• Requisitos do exercício
A. Apresente o acórdão completo, reproduzido fielmente e sem qualquer alteração.
B. Devolva, tal como estão, as linhas de dados que vão da linha que contém "Segment door jamb in the image above." até à última dessas linhas, ambas incluídas.

• Passagem selecionada
Acórdão do Tribunal da Relação de Lisboa
Processo:
11176/2005-6
Relator: GIL ROQUE
Descritores: FUNDAÇÃO
Nº do Documento: RL
Data do Acordão: 12/15/2005
Votação: UNANIMIDADE
Texto Integral: S
Meio Processual: APELAÇÃO
Decisão: CONFIRMADA
Sumário: I – O elemento personalizado duma fundação é o património que o fundador afecta à satisfação do seu fim.

II – Tendo um dos membros fundadores da Fundação – Viver - Cultura e Desporto conta a Intolerância e a Droga pago antecipadamente os contributos relativos a uma das anuidades que se havia comprometido efectuar anualmente, é lícita a sua recusa do pagamento das anuidades subsequentes, por ter solicitado a sua desvinculação da instituição antes da constituição da Fundação por escritura pública, mesmo que essa recusa, seja contra a orientação definida nos estatutos aprovados posteriormente (artºs 168º e nº5 do 185ºdo C.C.).

III – Antes da Fundação se constituir, as pessoas que dela faziam parte, organizadores e administradores, enquadam-se no âmbito as comissões especiais.
Sendo a Ré uma das subscritoras, os donativos efectuados por ela à Autora, antes desta estar constituída, mas que se encontrava em vias de constituição e veio a ser constituída, não lhes devem ser restituídos.

Excertos de dados de caixas delimitadoras
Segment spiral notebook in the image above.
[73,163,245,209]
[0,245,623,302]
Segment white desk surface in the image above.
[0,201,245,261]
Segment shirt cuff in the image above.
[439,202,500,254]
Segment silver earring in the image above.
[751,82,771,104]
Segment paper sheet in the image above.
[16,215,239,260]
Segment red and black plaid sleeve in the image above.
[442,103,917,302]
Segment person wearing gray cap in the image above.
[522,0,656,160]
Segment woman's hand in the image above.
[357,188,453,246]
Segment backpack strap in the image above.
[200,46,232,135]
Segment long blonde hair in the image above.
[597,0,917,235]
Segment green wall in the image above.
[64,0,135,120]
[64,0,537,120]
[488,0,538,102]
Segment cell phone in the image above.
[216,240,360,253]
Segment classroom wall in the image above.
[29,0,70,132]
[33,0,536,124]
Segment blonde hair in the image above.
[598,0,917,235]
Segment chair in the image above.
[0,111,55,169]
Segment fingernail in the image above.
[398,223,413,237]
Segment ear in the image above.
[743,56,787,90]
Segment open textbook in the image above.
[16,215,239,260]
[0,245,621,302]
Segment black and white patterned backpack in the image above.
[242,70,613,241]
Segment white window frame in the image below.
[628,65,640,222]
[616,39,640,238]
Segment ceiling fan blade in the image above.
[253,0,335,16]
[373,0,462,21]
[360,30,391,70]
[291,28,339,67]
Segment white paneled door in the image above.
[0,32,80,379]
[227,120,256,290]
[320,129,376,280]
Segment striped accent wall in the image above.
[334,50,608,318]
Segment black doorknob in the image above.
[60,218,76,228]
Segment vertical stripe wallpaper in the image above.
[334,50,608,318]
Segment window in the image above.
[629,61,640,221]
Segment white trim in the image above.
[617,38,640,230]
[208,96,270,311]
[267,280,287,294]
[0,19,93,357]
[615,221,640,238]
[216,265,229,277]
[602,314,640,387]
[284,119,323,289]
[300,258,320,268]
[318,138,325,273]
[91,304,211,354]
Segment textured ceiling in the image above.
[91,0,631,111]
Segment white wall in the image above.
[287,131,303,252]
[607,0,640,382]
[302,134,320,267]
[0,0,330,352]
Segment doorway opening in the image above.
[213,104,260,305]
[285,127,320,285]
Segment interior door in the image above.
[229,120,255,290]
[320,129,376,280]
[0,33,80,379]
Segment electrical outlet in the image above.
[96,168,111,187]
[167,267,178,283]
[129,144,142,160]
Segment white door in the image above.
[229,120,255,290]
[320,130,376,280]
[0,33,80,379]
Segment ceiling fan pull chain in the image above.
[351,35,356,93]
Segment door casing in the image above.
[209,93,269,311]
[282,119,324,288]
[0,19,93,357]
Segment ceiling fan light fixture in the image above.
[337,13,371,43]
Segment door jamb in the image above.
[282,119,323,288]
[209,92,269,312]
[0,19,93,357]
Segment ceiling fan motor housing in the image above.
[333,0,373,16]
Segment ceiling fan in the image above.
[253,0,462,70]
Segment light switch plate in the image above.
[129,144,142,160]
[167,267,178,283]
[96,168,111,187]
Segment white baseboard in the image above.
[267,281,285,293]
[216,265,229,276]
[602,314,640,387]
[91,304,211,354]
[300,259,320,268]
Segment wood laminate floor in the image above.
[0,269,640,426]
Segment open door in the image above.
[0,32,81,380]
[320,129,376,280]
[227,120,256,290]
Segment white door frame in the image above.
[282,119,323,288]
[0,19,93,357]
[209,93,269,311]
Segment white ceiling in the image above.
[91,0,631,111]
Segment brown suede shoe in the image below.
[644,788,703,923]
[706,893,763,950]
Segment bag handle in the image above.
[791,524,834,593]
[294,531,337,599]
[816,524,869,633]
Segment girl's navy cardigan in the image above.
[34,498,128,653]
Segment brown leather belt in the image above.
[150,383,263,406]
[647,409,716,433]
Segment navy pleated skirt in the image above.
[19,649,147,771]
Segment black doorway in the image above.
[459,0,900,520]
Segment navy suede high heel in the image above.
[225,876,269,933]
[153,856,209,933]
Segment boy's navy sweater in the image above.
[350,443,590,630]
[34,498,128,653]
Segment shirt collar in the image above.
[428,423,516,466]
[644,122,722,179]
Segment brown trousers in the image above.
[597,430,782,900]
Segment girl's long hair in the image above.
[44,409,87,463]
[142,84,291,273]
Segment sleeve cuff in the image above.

• Respostas do exercício
A.
Acórdão do Tribunal da Relação de Lisboa
Processo:
11176/2005-6
Relator: GIL ROQUE
Descritores: FUNDAÇÃO
Nº do Documento: RL
Data do Acordão: 12/15/2005
Votação: UNANIMIDADE
Texto Integral: S
Meio Processual: APELAÇÃO
Decisão: CONFIRMADA
Sumário: I – O elemento personalizado duma fundação é o património que o fundador afecta à satisfação do seu fim.

II – Tendo um dos membros fundadores da Fundação – Viver - Cultura e Desporto conta a Intolerância e a Droga pago antecipadamente os contributos relativos a uma das anuidades que se havia comprometido efectuar anualmente, é lícita a sua recusa do pagamento das anuidades subsequentes, por ter solicitado a sua desvinculação da instituição antes da constituição da Fundação por escritura pública, mesmo que essa recusa, seja contra a orientação definida nos estatutos aprovados posteriormente (artºs 168º e nº5 do 185ºdo C.C.).

III – Antes da Fundação se constituir, as pessoas que dela faziam parte, organizadores e administradores, enquadam-se no âmbito as comissões especiais.
Sendo a Ré uma das subscritoras, os donativos efectuados por ela à Autora, antes desta estar constituída, mas que se encontrava em vias de constituição e veio a ser constituída, não lhes devem ser restituídos.

B.
Segment door jamb in the image above.
[282,119,323,288]
[209,92,269,312]
[0,19,93,357]
Segment ceiling fan motor housing in the image above.
[333,0,373,16]
Segment ceiling fan in the image above.
[253,0,462,70]
Segment light switch plate in the image above.
[129,144,142,160]
[167,267,178,283]
[96,168,111,187]
Segment white baseboard in the image above.
[267,281,285,293]
[216,265,229,276]
[602,314,640,387]
[91,304,211,354]
[300,259,320,268]
Segment wood laminate floor in the image above.
[0,269,640,426]
Segment open door in the image above.
[0,32,81,380]
[320,129,376,280]
[227,120,256,290]
Segment white door frame in the image above.
[282,119,323,288]
[0,19,93,357]
[209,93,269,311]
Segment white ceiling in the image above.
[91,0,631,111]
Segment brown suede shoe in the image below.
[644,788,703,923]
[706,893,763,950]
Segment bag handle in the image above.
[791,524,834,593]
[294,531,337,599]
[816,524,869,633]
Segment girl's navy cardigan in the image above.
[34,498,128,653]
Segment brown leather belt in the image above.
[150,383,263,406]
[647,409,716,433]
Segment navy pleated skirt in the image above.
[19,649,147,771]
Segment black doorway in the image above.
[459,0,900,520]
Segment navy suede high heel in the image above.
[225,876,269,933]
[153,856,209,933]
Segment boy's navy sweater in the image above.
[350,443,590,630]
[34,498,128,653]
Segment shirt collar in the image above.
[428,423,516,466]
[644,122,722,179]
Segment brown trousers in the image above.
[597,430,782,900]
Segment girl's long hair in the image above.
[44,409,87,463]
[142,84,291,273]
Segment sleeve cuff in the image above.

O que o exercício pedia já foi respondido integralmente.